→ The task
Summarize the excerpt about turning the other cheek in two sentences.

→ Text excerpt
Guys, this is not easy. And here’s the thing: in order to turn the other cheek and give a gentle answer, you need to have a sense of inner security that’s so strong, that it can’t be shaken by an insult.
Second example—verse 40: And if anyone wants to sue you and take your shirt, hand over your coat as well. So this is a legal setting, where someone is suing you for your shirt. This was a poor culture, where clothing was one of the most valuable things a person owned. So to sue someone for their shirt was a nasty thing to do. And therefore, your natural response would be, what? Do everything you possibly can to not give up your shirt! Don’t let them get away with this injustice! And Jesus says, “I have a different way: be the kind of person who not only hands over your shirt; give them your coat, too.” Overwhelm them with undeserved generosity.
It sounds almost crazy, doesn’t it? I mean, to do something like that, you would need an unusual amount of inner strength.

→ Items from a data source
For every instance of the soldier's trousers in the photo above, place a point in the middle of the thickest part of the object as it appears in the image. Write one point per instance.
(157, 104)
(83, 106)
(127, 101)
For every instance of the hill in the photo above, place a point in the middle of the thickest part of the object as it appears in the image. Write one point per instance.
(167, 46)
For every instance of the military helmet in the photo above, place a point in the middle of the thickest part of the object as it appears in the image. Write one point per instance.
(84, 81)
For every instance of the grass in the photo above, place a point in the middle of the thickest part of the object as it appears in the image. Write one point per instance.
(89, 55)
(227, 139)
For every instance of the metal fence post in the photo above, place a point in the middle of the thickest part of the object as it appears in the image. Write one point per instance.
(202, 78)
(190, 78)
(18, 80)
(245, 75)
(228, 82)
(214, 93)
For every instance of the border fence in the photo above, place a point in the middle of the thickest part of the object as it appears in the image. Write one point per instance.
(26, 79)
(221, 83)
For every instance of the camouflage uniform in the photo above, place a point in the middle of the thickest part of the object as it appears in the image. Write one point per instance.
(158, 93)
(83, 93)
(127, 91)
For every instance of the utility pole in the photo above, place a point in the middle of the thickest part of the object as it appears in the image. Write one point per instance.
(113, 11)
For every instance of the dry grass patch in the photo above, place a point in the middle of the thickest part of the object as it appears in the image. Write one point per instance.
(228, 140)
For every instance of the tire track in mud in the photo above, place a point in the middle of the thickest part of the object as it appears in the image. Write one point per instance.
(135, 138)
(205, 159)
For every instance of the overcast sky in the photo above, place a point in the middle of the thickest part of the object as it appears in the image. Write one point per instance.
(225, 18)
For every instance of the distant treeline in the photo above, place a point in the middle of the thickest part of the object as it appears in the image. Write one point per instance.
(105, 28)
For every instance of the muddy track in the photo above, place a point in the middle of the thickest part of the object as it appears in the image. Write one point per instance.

→ Exercise answer
Turning the other cheek and giving a gentle answer require an inner security strong enough that an insult cannot shake it. In verse 40, when someone sues for a shirt, which was among a person's most valuable possessions in that poor culture, Jesus says to hand over the coat as well and overwhelm the person with undeserved generosity, a response that would need an unusual amount of inner strength.